• **Activity A**:
Answer these questions from the passage on the skulls exhibition:
(i) On what date does the exhibition open?
(ii) About how many different dead heads does the exhibition include?
(iii) What percentage of an animal's "economy" can be discovered by looking at its skull?
• **Activity B**:
Carry on the passage on the skulls exhibition, starting after its final sentence.

• **Page text**:

= Beginning of Section =

Beginning March 30, 2002, through late 2003, the California Academy of
Sciences opens the doors to skulls, an exhibition of almost 1,500 different
dead heads -- ranging from monkeys and giraffes to warthogs and rats to
bears and dolphins.
A skull provides extensive information about how an animal lived, how
it evolved, and what major events and physical traumas it faced in its
lifetime. Ninety percent of an animal's "economy" - how it feeds,
defends itself, communicates, mates, senses and interacts with its environment
- can be discovered by looking at its skull. Although we often associate
skulls with death, they are actually living tissue, a sort of "living
machine" that undergoes continual change from birth to old age.

= End of Section =

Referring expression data
= Beginning of Section =

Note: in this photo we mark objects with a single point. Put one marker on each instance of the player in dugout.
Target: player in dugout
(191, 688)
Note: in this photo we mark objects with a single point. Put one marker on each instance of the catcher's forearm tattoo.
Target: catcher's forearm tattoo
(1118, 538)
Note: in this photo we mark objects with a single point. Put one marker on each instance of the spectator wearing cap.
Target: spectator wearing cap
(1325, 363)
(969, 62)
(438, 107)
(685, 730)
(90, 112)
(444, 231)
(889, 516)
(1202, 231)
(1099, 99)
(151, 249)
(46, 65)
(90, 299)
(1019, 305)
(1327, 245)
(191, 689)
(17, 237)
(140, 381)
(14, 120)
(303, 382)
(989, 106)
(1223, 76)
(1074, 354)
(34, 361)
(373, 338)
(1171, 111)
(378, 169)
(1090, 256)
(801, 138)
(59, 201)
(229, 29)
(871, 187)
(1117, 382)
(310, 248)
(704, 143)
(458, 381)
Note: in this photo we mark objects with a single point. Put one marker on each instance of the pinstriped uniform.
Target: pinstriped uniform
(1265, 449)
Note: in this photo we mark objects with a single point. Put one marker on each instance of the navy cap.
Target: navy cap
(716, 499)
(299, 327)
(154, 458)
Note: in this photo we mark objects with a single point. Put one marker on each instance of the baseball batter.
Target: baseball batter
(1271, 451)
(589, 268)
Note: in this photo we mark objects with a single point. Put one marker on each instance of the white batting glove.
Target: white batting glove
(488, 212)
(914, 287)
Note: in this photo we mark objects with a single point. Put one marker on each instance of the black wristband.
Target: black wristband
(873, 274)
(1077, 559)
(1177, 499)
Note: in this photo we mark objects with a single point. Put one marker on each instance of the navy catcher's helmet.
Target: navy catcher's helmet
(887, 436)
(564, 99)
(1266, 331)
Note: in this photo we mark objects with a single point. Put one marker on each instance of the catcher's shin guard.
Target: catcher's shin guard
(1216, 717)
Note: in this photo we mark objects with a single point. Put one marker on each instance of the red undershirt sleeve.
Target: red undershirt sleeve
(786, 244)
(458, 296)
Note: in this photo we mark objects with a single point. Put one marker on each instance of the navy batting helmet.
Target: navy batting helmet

= End of Section =

• **Answer A**:
(i) March 30, 2002
(ii) Almost 1,500
(iii) Ninety percent

• **Answer B**:
"With skulls, we are taking objects about which people have many
preconceptions - skulls are frightening, skulls are ugly, skulls are about
death - and looking at them in a completely different light," said
Dr. Patrick Kociolek, executive director of the California Academy of
Sciences. "Studying skulls is a vital part of understanding the living
world; they tell us an astonishing amount about the individual lives of
animals and the collective story of the evolution of life. And when you
see skulls through the eyes of an artist, you realize they are also breathtakingly
beautiful. Our goal is to share our passion for these dynamic structures,
display some of the amazing biological treasures we have here at the Academy,
and give our visitors a new way to think about the world around - and
inside - them."
skulls follows the detective work scientists conduct in studying these
remarkable structures, and examines what skulls tell us about individual
species, the diversity of living things, and the history of life. skulls
brings the Academy's research, and striking specimens out from behind
the scenes and into a public exhibition in an exploration of the scientific
importance and the sculptural beauty of skulls.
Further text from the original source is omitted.